- WORK REQUIRED
Can you swap "find" for "locate" throughout the rows below and leave every other word as it is?

[Dataset items]
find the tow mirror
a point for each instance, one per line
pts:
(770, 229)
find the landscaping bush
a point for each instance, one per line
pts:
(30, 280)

- SOLVED PROBLEM
locate the tow mirror
a point for each instance, one per line
pts:
(770, 229)
locate the landscaping bush
a point for each instance, one per line
pts:
(30, 280)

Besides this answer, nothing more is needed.